■ How to complete this task ■
Your answer is the line containing "point(582, 112)" plus every line after it to the end of the data below, transcribed exactly and with nothing else.

[Dataset items]
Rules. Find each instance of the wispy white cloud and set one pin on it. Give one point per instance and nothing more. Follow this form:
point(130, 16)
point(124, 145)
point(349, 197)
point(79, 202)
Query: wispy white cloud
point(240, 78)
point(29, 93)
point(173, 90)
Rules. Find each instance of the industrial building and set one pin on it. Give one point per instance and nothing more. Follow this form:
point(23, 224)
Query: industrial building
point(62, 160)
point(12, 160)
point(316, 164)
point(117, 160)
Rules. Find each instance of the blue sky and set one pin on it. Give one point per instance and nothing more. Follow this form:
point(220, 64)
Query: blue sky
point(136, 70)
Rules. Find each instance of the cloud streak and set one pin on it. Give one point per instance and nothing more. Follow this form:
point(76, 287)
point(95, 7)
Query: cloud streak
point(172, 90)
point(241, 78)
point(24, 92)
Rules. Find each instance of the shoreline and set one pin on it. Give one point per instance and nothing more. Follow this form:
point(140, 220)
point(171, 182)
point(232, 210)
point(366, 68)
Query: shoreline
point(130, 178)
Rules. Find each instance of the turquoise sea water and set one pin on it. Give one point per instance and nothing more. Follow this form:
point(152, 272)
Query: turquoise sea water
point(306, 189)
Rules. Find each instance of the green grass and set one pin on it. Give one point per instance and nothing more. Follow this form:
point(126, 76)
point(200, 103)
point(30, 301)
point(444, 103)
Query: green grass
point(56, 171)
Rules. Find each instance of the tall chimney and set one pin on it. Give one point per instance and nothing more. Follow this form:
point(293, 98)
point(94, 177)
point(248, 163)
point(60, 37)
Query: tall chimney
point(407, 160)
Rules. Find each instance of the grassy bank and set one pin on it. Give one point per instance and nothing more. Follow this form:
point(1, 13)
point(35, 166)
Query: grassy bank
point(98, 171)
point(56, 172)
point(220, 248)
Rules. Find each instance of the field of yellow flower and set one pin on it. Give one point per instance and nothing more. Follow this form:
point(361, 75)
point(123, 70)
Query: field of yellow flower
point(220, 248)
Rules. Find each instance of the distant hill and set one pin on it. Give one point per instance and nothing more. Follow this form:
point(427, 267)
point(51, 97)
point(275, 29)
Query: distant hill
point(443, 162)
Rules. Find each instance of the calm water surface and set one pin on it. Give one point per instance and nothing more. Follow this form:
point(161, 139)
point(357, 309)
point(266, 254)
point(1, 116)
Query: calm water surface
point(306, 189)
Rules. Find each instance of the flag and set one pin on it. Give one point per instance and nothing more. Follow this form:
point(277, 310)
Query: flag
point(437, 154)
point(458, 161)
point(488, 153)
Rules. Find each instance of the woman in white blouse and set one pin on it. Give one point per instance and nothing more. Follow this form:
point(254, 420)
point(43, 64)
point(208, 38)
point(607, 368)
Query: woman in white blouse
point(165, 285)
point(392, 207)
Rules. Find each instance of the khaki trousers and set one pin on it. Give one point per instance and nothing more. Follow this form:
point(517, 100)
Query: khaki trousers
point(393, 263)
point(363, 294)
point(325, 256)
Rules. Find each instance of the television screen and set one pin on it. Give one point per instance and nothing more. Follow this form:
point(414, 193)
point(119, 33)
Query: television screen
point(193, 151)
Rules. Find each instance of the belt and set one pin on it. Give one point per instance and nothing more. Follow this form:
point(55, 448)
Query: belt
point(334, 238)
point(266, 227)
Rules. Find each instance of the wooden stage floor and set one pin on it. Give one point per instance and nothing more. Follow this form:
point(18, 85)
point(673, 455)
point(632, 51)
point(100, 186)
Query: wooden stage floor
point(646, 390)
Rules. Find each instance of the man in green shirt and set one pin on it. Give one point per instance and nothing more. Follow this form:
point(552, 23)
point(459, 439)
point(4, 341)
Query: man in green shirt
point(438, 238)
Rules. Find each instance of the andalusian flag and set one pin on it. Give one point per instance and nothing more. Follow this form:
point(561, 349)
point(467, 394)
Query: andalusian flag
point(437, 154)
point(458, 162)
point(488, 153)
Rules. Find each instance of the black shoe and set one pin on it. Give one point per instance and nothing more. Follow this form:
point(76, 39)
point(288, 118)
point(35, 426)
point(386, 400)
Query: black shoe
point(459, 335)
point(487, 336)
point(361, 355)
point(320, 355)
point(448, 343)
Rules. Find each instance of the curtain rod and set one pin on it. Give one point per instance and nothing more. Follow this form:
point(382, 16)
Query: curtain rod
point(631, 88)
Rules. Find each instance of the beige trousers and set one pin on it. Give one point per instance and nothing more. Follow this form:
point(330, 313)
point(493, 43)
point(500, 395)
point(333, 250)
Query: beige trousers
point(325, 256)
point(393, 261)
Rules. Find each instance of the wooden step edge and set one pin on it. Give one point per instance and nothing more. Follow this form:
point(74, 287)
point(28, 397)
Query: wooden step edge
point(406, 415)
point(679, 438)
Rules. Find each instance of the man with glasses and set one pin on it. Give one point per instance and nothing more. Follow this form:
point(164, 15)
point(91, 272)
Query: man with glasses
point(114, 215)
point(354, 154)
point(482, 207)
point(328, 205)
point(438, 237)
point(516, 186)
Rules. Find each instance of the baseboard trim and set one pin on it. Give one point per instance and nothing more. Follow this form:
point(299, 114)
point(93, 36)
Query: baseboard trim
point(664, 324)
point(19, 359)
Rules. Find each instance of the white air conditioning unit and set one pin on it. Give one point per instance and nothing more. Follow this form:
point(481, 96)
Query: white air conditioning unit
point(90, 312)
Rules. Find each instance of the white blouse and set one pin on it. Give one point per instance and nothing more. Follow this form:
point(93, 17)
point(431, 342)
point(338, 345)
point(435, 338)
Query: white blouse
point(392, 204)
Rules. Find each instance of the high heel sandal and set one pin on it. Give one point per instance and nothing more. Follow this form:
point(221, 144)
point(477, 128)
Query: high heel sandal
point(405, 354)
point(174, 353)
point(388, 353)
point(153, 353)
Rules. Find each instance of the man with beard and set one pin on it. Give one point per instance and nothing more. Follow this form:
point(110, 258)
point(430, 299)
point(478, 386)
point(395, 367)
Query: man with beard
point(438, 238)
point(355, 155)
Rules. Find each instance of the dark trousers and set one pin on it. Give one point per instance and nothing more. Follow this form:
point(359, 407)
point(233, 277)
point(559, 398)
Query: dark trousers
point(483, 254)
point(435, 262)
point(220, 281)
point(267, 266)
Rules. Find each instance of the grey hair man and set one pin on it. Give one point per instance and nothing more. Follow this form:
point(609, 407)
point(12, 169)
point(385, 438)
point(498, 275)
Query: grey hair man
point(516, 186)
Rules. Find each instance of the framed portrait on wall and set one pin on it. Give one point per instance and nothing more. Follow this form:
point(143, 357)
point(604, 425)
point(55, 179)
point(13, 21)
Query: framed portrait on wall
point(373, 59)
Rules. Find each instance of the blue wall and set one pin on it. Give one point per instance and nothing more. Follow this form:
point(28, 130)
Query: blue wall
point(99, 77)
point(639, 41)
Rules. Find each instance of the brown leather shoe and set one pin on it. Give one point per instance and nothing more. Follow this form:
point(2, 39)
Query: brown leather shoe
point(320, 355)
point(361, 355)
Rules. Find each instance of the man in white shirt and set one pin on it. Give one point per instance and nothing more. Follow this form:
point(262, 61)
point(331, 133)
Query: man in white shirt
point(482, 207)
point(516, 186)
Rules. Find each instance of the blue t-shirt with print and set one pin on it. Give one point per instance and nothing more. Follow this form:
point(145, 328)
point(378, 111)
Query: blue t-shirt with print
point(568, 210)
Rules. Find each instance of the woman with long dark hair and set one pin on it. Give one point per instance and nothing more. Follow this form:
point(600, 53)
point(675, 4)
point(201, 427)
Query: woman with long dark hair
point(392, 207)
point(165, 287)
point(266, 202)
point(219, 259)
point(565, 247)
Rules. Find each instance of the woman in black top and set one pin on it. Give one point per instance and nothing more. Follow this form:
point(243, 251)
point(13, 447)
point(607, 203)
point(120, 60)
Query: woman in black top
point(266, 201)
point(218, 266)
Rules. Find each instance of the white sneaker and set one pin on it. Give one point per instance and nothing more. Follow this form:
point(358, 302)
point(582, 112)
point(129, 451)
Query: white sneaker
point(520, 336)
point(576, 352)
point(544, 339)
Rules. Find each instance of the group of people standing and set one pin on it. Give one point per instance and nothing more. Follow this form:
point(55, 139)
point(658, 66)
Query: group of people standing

■ Task answer ■
point(582, 112)
point(129, 451)
Query: white sneaker
point(520, 336)
point(576, 352)
point(544, 339)
Rules. Find each instance of the group of people standing and set one pin on it. Give one point per instance and nothing more. Follow this form:
point(55, 139)
point(658, 66)
Query: group of people standing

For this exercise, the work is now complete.